Taslima Nasrin is an internationally known feminist writer from Bangladesh. Living in exile since 1994, she has become one of the Muslim world’s most vociferous dissidents. Her ammunition is language, so much so that Nasrin invented the word “meyebela” — girlhood — because while Bengali assigns a word for boys’ lives, it ignores those of girls. Meyebela is the title of Nasrin’s latest book, a memoir about growing up female in a Muslim country. She recently spoke with author, broadcaster and former Herizons columnist Irshad Manji, who is writing a book on reforming Islam.

Irshad Manji: How has Bangladesh responded to the word, ‘meyebela’?

Taslima Nasrin: Actually, I created that word when I used to write columns for the big newspapers in Bangladesh. One of my columns was entitled, “My meyebela” or “my experience as a girl.” After introducing that word, people started using it.

Manji: How is it that in a very male-dominated society, you managed to get a voice in the media?

Nasrin: Circulation increased! All the editors wanted me to write because letters showed there was popular interest from women. Also, from men. They found it shocking. Before me, women would write love stories or advice on childcare and cooking. I wrote something different. Even the fundamentalists — male chauvinists who hated me — they used to read me.

Manji: A fatwa, a legal statement in Islam, issued by a mufti (or a religious lawyer), was issued against you in 1993. Why?

Nasrin: My comments about religion made people angry. I said that Islam oppresses women. I criticized verses in the Koran that treat women as sexual objects. And I argued that we don’t need religious laws. Three death warrants were issued against me, amounting to about $5000. The money itself was not important to the fundamentalists who wanted to kill me — blind faith was.

Manji: How did you wind up living in Sweden?

Nasrin: Since 1990, I was physically confined to my house, but I kept on writing. In 1994, hundreds of thousands of fundamentalists went to the streets and demanded my death. They called a general strike, which paralyzed Bangladesh. For seven days, merchants couldn’t open their shops. There was no school, no bus, no train, no planes, nothing. To kill one person, the whole country shut down, which meant that people went along with the fundamentalists.

On top of that, the government charged me and denied any opportunity for bail. If I had felt that prison would be safe, I would have gone to jail to stand up for my beliefs. But there was too much outrage; the prisoners would have killed me. My lawyers couldn’t do anything. So the writers’ movement, the human rights movement, appealed to other governments to shelter me. The European Union said okay.

Manji: What’s life like in exile?

Nasrin: I used to have [around-the-clock] security. After a few years, I found no need for it. My address is still a secret because the hand of fundamentalists can be very, very long. They took some of my family members into custody and interrogated them about where I live. But even my relatives had no idea.

When I first went into hiding, I took refuge in the home of total strangers. At that time, if I was found, the family would have been killed along with me. Like Nazi Germany, you know? Today, after so many years, I walk the streets of Sweden and visit friends. I have a cat, which I love very much.

Manji: Does that mean life is “normal?”

+---+

What you need to do →
• A. In the Taslima Nasrin interview, rewrite the passage from "On top of that, the" to "had no idea.", putting "inmates" in place of "prisoners".
• B. According to the Taslima Nasrin interview, which body agreed to give her shelter after writers' and human rights groups appealed to other governments?
• C. Extend the Taslima Nasrin interview past its final line.
The records that come next are from a separate, unrelated source.

+---+

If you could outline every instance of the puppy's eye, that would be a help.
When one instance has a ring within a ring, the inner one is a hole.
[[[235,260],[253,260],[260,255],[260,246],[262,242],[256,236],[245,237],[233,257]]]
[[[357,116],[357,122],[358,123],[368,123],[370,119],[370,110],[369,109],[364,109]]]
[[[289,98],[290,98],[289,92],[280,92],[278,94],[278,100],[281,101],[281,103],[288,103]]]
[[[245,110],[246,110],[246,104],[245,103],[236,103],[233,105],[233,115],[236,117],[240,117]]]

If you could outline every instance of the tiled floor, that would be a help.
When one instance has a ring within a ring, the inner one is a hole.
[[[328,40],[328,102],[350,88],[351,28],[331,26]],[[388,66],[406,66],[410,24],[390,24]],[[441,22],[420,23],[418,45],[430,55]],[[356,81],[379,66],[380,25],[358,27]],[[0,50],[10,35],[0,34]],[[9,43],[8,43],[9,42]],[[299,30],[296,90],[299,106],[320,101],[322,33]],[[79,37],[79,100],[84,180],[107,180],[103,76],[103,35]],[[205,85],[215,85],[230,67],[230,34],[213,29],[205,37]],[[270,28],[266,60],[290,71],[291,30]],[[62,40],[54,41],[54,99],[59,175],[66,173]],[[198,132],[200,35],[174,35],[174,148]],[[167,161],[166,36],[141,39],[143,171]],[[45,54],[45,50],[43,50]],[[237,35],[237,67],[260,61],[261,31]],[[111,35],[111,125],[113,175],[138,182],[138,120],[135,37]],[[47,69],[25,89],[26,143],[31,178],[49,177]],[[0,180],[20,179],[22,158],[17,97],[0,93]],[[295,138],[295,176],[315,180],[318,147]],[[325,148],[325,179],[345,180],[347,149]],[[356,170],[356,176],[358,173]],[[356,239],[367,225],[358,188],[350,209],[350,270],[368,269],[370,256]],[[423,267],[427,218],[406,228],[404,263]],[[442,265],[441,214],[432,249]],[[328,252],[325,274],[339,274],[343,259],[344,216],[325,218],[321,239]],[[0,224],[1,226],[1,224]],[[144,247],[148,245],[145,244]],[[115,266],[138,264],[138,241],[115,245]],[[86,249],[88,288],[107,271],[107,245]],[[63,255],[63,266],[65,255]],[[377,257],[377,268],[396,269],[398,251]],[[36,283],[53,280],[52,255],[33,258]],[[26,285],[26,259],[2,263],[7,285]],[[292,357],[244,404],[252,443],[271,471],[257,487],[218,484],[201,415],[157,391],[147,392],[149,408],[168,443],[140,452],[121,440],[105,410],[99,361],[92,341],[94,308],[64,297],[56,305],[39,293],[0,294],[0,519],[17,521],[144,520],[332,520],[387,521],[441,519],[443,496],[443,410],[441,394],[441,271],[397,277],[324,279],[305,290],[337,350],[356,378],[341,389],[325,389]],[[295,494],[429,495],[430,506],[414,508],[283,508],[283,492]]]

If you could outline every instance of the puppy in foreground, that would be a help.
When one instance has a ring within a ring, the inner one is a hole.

+---+

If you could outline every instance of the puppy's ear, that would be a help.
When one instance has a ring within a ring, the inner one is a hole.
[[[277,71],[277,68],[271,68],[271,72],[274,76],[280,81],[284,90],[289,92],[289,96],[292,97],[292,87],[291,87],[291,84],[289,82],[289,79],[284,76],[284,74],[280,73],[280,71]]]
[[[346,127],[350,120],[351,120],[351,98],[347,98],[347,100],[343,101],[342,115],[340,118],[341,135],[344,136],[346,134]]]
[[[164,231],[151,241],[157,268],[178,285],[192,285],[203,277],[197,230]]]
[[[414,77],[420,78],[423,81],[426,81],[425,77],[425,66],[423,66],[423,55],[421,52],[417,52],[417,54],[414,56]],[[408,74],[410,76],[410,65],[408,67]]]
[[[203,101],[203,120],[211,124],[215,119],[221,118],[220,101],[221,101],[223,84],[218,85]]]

+---+

Responses to the tasks →
• A.
On top of that, the government charged me and denied any opportunity for bail. If I had felt that prison would be safe, I would have gone to jail to stand up for my beliefs. But there was too much outrage; the inmates would have killed me. My lawyers couldn’t do anything. So the writers’ movement, the human rights movement, appealed to other governments to shelter me. The European Union said okay.

Manji: What’s life like in exile?

Nasrin: I used to have [around-the-clock] security. After a few years, I found no need for it. My address is still a secret because the hand of fundamentalists can be very, very long. They took some of my family members into custody and interrogated them about where I live. But even my relatives had no idea.

• B. The European Union.

• C.
Nasrin: I have never mentally settled into exile. I have tried to visit my father in Bangladesh but the authorities won’t renew my passport. I live with the dream that one day I will return permanently. I have even asked my family to leave everything in my house exactly the way it was — my books, my clothes, my papers, my pictures, the pen on my desk. Exile is a bus stop for me.

Manji: Yet you remain creative. Why did you write Meyebela at this time?

Nasrin: Life in exile makes you nostalgic. I was thinking of my past and asking, “Why has this happened to me?” I thought I would learn something from writing this. What I realized is that, even as a child, I did think differently. I had lots of questions and I expressed them. I think most women knew that they were oppressed, but accepted the system. I asked one question: Why? Why should we be slaves? We are human beings.

Manji: What allowed you to ask that question out loud when so many others kept it to themselves?

Nasrin: I thought it was natural to ask “why.” I don’t understand why they accepted being beaten by their husbands, being prevented from going outside without permission, being forced to marry somebody and stopping their studies after marriage. I know that this is a very, very difficult situation because if you divorce your husband and try to be independent, you’ll be called “prostitute.” But, you know, I don’t care what people call me. Maybe that is the difference. If you want to be a human being, a good person, you first have to be bad in this society’s eyes.

Manji: What has changed for the better in Bangladesh since your girlhood?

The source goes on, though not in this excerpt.